==== Documento ====
É coisa pasmosa ver o modo com que a Providência acudia por este povo. Daquele meio de que se serviu para acautelar do perigo certo e evidente, desse mesmo se serviu Deus para o livrar. Postos os barcos em linha, muita gente dentro deles e outros já abarracados na ilha, fez supor aos franceses que os ingleses, em grande número, estavam já em terra, desembarcados da esquadra que andava à vista. As mesmas mantilhas encarnadas, de que muito usam as mulheres daquele povo, fizeram crer aos franceses que ali estavam tropas inglesas, cujo uniforme é encarnado nalguns regimentos. Ainda mais admirável é uma particular circunstância então acontecida, e presenciada pelos mesmos portugueses que acompanhavam os franceses, que por isso foram testemunhas do seu susto, e também com eles se persuadiam, pelo que viam, da realidade da presença de tropas inglesas. É o caso. Rodeiam Olhão pelo norte muitos valados cheios de piteiras; estas mesmas, com o orvalho da manhã, dando-lhes o sol ao nascer, ficam com certo luzidio resplandecente, pelo que se persuadiram os franceses, à vista disto, observado com os seus óculos, que eram as armas da tropa inglesa. Ainda aqui não param os motivos de admiração. Para se capacitar de todo se havia ou não tropas inglesas em terra, mandam espias a examinar; estes encontram algumas pessoas daquela povoação, de quem, perguntados em diversos lugares, uniformemente ouvem a mesma resposta, por onde ficam certos da verdade do desembarque. Ainda não contentes com estas provas, querem desenganar-se por meio de um fingido parlamentário que enviam a Olhão, o qual procura logo informar-se com disfarce se havia ali tropas inglesas; a guarda que lhe recebeu o recado francamente lhe respondeu que na verdade havia muita gente inglesa.
==== Material apresentado ====
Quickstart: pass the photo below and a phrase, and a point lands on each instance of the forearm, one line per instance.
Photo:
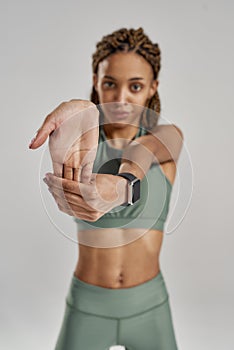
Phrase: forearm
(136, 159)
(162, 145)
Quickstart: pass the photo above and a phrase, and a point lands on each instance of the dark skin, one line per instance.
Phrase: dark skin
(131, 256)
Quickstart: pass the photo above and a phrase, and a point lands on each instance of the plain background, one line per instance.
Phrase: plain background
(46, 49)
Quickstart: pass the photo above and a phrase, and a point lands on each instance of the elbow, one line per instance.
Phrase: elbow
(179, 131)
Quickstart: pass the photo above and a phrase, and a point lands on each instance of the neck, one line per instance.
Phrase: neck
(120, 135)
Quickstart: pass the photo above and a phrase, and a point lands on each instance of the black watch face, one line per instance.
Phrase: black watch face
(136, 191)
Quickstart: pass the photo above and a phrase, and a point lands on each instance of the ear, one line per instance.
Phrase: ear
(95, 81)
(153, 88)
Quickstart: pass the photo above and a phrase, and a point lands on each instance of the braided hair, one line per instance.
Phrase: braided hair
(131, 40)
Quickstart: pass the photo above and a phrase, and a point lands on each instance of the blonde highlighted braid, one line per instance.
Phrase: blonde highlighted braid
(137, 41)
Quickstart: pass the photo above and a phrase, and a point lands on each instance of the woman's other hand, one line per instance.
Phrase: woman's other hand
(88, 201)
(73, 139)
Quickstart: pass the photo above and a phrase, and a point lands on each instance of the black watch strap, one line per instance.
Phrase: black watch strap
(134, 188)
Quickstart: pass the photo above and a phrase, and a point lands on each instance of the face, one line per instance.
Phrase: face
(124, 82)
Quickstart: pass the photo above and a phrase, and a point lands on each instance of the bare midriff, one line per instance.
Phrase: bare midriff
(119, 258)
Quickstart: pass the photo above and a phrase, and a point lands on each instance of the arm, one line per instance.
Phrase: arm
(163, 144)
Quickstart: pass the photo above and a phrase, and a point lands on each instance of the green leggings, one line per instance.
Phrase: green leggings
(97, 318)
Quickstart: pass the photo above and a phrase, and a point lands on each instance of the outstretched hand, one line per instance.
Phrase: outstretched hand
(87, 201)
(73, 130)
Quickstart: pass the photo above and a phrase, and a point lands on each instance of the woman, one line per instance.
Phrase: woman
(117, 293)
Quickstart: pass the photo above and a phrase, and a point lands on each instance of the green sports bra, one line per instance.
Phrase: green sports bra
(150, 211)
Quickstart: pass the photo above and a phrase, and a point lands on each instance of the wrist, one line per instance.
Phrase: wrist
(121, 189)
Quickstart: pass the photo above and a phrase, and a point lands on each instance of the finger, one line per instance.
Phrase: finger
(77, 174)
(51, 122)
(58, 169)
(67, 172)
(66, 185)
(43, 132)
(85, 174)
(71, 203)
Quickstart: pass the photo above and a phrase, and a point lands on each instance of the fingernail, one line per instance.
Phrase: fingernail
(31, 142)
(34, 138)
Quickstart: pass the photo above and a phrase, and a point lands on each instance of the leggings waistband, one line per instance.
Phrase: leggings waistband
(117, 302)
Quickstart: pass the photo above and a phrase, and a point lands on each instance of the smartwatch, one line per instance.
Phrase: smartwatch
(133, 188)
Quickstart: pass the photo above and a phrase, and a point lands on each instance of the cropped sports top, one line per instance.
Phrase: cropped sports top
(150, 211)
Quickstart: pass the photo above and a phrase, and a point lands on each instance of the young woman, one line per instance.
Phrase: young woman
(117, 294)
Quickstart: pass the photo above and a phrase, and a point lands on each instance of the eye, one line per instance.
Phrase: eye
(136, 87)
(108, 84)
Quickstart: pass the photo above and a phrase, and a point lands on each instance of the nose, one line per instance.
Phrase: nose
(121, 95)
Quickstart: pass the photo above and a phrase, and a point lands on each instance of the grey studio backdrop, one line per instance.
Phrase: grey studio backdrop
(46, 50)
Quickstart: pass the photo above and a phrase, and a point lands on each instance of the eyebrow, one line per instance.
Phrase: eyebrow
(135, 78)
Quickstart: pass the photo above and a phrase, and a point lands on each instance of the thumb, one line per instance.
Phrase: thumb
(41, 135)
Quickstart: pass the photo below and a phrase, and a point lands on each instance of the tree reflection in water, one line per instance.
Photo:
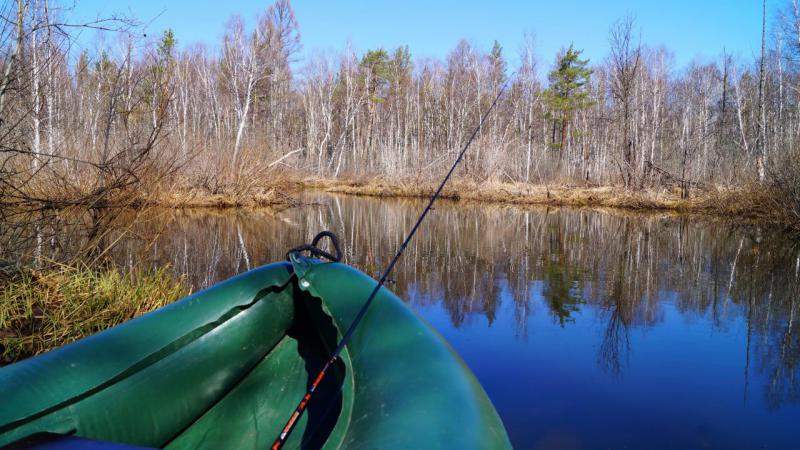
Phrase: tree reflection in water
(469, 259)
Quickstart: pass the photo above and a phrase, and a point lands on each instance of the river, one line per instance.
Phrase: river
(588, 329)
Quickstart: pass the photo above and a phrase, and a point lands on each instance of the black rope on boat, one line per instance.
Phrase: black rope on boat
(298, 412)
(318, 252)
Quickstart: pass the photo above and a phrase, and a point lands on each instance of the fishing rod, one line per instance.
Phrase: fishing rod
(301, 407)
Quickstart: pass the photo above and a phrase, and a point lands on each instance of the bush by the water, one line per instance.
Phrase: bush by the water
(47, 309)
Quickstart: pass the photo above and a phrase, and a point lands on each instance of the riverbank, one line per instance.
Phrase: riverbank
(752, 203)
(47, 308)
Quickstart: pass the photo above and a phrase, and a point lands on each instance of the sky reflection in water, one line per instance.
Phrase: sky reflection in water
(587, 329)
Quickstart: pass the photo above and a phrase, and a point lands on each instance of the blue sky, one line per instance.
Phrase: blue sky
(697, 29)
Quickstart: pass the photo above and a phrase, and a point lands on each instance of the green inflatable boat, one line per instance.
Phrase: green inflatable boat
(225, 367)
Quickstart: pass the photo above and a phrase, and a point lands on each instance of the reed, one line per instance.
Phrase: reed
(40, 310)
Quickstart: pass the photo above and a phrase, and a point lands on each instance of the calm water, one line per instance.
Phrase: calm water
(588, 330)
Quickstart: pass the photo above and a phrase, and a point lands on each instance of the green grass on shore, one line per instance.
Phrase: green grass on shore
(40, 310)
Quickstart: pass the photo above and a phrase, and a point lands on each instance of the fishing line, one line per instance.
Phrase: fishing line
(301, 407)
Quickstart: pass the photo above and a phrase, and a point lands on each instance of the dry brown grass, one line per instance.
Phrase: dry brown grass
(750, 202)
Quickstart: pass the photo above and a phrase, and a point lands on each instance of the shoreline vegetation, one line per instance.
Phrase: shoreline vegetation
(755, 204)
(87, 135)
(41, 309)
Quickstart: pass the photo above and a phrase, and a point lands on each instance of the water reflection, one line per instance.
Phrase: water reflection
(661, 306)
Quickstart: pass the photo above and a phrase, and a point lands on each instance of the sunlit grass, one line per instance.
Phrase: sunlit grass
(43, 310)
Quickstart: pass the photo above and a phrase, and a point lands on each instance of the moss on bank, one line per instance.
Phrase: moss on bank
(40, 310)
====
Por favor, transcreva na íntegra o documento sobre Olhão, sem alterar uma única palavra nem a pontuação.

* Resultado do exercício
É coisa pasmosa ver o modo com que a Providência acudia por este povo. Daquele meio de que se serviu para acautelar do perigo certo e evidente, desse mesmo se serviu Deus para o livrar. Postos os barcos em linha, muita gente dentro deles e outros já abarracados na ilha, fez supor aos franceses que os ingleses, em grande número, estavam já em terra, desembarcados da esquadra que andava à vista. As mesmas mantilhas encarnadas, de que muito usam as mulheres daquele povo, fizeram crer aos franceses que ali estavam tropas inglesas, cujo uniforme é encarnado nalguns regimentos. Ainda mais admirável é uma particular circunstância então acontecida, e presenciada pelos mesmos portugueses que acompanhavam os franceses, que por isso foram testemunhas do seu susto, e também com eles se persuadiam, pelo que viam, da realidade da presença de tropas inglesas. É o caso. Rodeiam Olhão pelo norte muitos valados cheios de piteiras; estas mesmas, com o orvalho da manhã, dando-lhes o sol ao nascer, ficam com certo luzidio resplandecente, pelo que se persuadiram os franceses, à vista disto, observado com os seus óculos, que eram as armas da tropa inglesa. Ainda aqui não param os motivos de admiração. Para se capacitar de todo se havia ou não tropas inglesas em terra, mandam espias a examinar; estes encontram algumas pessoas daquela povoação, de quem, perguntados em diversos lugares, uniformemente ouvem a mesma resposta, por onde ficam certos da verdade do desembarque. Ainda não contentes com estas provas, querem desenganar-se por meio de um fingido parlamentário que enviam a Olhão, o qual procura logo informar-se com disfarce se havia ali tropas inglesas; a guarda que lhe recebeu o recado francamente lhe respondeu que na verdade havia muita gente inglesa.